[Source records]
——

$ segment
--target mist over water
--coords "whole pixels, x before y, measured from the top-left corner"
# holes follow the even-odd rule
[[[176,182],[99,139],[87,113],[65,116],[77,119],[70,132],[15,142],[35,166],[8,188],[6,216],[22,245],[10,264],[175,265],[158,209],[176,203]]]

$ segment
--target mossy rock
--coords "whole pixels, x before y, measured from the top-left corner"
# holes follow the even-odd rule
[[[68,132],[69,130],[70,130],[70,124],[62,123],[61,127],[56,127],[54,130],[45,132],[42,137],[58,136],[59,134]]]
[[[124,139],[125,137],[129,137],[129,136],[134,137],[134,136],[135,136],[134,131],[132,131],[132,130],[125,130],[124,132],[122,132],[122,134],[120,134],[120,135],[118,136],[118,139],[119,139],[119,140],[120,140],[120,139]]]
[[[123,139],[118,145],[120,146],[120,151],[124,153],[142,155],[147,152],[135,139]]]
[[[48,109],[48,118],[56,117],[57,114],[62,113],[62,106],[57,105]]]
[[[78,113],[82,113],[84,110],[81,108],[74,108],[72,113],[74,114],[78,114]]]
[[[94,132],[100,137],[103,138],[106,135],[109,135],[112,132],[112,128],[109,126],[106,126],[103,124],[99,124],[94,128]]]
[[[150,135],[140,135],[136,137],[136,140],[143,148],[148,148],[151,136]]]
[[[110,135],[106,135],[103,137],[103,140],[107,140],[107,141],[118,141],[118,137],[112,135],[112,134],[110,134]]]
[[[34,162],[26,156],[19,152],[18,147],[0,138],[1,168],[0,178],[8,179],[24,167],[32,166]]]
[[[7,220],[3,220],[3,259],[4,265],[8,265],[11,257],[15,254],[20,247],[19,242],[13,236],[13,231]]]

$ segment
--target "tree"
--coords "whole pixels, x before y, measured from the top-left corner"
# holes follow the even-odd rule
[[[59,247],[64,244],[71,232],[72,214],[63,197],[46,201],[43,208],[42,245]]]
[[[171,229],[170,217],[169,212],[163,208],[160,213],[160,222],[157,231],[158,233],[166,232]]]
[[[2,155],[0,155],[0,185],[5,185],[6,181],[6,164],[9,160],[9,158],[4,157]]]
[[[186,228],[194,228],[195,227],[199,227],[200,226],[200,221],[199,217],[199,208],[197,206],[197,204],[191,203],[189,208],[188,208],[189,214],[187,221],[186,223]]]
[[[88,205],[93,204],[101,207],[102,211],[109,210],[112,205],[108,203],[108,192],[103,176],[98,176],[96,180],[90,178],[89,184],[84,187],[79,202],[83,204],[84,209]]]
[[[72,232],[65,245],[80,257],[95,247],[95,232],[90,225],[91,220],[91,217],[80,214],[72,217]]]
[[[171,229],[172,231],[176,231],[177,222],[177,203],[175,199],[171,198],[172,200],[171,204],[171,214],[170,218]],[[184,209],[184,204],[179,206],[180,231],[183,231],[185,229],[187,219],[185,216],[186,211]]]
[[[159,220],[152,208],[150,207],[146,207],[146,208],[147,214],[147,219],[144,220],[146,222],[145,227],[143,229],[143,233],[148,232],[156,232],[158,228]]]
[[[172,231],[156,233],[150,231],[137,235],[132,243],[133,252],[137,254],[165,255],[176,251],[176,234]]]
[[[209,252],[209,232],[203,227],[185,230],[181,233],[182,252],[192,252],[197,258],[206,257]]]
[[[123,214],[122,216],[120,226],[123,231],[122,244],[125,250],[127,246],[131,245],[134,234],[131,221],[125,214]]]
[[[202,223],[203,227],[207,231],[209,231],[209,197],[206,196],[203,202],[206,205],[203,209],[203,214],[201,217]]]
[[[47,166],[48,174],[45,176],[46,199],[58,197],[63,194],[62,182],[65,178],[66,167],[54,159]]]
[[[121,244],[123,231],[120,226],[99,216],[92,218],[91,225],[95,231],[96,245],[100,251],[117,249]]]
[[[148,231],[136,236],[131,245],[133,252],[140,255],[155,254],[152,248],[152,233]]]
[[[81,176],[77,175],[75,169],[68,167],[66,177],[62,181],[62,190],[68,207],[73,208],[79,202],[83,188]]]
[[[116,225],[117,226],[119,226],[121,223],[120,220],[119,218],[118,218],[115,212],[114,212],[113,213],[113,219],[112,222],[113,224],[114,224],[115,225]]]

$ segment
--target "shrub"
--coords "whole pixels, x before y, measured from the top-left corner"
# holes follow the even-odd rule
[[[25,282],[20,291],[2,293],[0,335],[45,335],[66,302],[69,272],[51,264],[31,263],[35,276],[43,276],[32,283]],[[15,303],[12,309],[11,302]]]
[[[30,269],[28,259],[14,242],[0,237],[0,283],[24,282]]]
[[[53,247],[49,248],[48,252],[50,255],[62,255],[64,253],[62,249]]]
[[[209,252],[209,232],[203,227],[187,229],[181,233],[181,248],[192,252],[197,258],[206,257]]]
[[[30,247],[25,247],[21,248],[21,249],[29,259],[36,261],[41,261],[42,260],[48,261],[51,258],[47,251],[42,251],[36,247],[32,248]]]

——

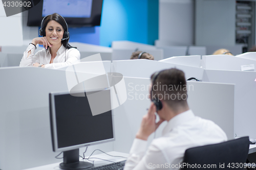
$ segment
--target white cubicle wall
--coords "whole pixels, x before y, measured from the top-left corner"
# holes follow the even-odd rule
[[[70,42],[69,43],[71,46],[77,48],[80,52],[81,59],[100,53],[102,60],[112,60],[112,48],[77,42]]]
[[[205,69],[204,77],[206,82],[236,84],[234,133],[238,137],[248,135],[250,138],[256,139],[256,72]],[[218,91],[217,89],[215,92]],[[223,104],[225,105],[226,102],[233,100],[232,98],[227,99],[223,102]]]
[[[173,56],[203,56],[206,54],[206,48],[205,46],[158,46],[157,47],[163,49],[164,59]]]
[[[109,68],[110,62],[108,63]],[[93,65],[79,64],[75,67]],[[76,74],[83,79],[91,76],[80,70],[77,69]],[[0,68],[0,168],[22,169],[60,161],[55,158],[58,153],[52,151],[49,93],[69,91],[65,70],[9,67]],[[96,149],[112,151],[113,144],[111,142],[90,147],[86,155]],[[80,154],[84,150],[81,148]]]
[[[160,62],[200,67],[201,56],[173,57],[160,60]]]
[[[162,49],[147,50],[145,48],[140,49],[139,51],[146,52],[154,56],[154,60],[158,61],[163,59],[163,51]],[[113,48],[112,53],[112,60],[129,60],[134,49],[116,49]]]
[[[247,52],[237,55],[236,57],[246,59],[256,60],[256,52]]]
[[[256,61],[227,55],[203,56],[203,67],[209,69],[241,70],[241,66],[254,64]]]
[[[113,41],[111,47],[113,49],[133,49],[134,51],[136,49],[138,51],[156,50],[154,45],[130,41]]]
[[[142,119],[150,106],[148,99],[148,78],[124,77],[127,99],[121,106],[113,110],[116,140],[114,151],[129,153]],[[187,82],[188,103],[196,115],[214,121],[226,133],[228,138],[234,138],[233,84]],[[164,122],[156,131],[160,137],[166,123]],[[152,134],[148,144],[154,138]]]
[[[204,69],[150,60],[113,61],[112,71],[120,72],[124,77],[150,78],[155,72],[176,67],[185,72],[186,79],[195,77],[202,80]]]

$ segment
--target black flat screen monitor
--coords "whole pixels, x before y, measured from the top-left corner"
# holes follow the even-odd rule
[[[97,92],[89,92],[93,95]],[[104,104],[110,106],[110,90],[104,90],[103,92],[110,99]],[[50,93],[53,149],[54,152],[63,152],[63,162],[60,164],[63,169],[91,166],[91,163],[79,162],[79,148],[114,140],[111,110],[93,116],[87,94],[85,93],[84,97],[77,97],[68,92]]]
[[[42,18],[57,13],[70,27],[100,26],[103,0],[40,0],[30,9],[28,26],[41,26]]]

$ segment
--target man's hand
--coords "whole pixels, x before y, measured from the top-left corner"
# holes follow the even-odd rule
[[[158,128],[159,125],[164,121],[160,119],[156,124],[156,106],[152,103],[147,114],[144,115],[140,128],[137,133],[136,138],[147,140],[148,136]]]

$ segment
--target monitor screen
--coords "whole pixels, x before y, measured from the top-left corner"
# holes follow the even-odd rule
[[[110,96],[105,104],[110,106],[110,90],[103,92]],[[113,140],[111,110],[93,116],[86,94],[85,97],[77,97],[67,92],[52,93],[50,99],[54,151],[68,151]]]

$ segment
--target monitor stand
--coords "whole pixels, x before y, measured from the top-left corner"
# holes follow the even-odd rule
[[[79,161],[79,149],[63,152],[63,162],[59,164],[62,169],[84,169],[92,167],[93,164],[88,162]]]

——

THE PROBLEM: Report every line of the records above that contains the word "monitor", matching case exactly.

SOLUTION TO THE EXERCISE:
--target black flat screen monitor
--target monitor screen
--target monitor stand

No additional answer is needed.